WORK TO BE COMPLETED — Rewrite the full material exactly; no line may be skipped.
--- START ---
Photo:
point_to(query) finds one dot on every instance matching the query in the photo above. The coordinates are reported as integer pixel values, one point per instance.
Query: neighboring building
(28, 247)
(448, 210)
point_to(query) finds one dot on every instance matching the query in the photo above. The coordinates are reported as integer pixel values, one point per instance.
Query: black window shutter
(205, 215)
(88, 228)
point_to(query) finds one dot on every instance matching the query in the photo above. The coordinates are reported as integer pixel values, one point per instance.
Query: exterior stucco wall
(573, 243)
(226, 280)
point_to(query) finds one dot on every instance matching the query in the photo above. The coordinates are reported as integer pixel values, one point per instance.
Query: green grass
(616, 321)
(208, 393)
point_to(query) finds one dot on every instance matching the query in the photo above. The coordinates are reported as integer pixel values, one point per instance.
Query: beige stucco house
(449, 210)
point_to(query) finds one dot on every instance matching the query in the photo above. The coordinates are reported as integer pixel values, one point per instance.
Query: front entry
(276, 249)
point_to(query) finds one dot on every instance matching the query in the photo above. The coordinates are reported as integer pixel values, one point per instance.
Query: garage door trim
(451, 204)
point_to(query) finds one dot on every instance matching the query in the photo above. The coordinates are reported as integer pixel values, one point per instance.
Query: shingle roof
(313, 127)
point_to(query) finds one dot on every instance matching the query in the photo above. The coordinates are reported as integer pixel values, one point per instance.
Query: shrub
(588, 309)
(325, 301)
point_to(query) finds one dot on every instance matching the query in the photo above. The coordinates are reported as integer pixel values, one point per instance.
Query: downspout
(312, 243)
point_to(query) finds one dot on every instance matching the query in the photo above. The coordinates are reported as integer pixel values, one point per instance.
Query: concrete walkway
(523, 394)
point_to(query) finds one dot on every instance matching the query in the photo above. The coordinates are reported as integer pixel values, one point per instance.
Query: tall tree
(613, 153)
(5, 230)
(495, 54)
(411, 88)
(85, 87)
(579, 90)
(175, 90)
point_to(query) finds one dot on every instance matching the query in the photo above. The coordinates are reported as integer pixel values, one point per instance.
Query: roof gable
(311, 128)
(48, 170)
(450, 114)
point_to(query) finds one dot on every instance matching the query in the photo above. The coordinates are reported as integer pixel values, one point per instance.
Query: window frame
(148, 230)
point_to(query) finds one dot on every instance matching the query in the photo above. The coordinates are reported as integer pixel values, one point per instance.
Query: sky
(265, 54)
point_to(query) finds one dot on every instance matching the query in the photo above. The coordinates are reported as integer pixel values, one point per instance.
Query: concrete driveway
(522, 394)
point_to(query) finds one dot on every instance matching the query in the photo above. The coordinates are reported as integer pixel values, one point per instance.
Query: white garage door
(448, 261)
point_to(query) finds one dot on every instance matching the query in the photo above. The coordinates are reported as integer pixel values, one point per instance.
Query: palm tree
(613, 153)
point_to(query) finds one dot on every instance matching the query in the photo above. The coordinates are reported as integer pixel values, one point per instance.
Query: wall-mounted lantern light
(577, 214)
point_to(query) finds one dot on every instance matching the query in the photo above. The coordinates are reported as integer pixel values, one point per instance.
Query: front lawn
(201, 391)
--- END ---
ANSWER SECTION —
Photo:
point_to(query) finds one dot on every instance matching the query in the photo above. The coordinates are reported as integer pixel values, one point per instance.
Query: neighboring building
(28, 247)
(448, 210)
point_to(query) finds one dot on every instance matching the query in the photo above. The coordinates are reported as integer pixel values, one point per instance.
Query: black window shutter
(205, 215)
(88, 228)
point_to(query) finds one dot on every instance matching the query in the photo above. The coordinates are reported as integer pixel values, one point per instance.
Query: exterior stucco wall
(573, 243)
(226, 280)
point_to(query) finds one dot on every instance matching the query in the photo above. The coordinates are reported as integer pixel values, one point per instance.
Query: green grass
(616, 321)
(208, 393)
point_to(query) finds one dot on every instance matching the query in the photo above. The coordinates are reported as integer pixel values, one point per instance.
Query: beige stucco house
(449, 210)
point_to(query) finds one dot on every instance matching the query in the photo above. The coordinates are reported as integer pixel values, one point per instance.
Query: front entry
(276, 249)
point_to(query) finds one dot on every instance matching the query in the photo above. The coordinates are reported as integer pixel values, one point per instance.
Query: garage door trim
(451, 204)
point_to(query) finds one dot on every instance matching the query in the photo above. The coordinates are reported as integer pixel values, one point per instance.
Query: shingle roof
(313, 127)
point_to(query) finds one dot on every instance matching the query in the photo above. The coordinates are reported as integer pixel values, one point per instance.
Query: shrub
(588, 309)
(325, 301)
point_to(query) finds one dot on every instance matching the query in the photo above. The coordinates are reported as integer pixel values, one point per instance.
Query: downspout
(312, 243)
point_to(query) finds one dot on every instance matching the query in the photo above. The coordinates are reported as integer pixel values, one point per instance.
Query: concrete walkway
(523, 394)
point_to(query) finds one dot on every instance matching the query in the photo above. The coordinates are reported as integer pixel values, one point per instance.
Query: tall tree
(613, 153)
(5, 230)
(495, 54)
(411, 88)
(85, 87)
(579, 90)
(175, 90)
point_to(query) finds one dot on every instance matching the query in the photo above. The coordinates are reported as integer pixel values, one point per instance.
Query: roof gable
(311, 128)
(48, 170)
(450, 114)
point_to(query) finds one dot on every instance matching the query in the photo above. The coordinates are reported as integer pixel values, one point per instance.
Query: window frame
(148, 230)
point_to(query) finds one dot on every instance matching the query in the photo above. The coordinates are reported as integer pixel values, one point per instance.
Query: sky
(265, 54)
point_to(query) finds one dot on every instance matching the query in the photo above. The coordinates are reported as integer pixel values, one point per instance.
Query: concrete driveway
(522, 394)
point_to(query) finds one dot on every instance matching the query in the photo above. The coordinates are reported as integer pixel values, one point per instance.
Query: white garage door
(448, 261)
point_to(query) finds one dot on every instance matching the query in the photo above. The coordinates are reported as integer pixel values, one point per instance.
Query: palm tree
(613, 153)
point_to(query) finds one dot on every instance matching the query in the photo above. The coordinates are reported as integer pixel values, one point per instance.
Query: wall-mounted lantern light
(577, 214)
point_to(query) finds one dot on every instance matching the query in the photo above. The coordinates are reported as integer pixel values, one point per instance.
Query: front lawn
(201, 391)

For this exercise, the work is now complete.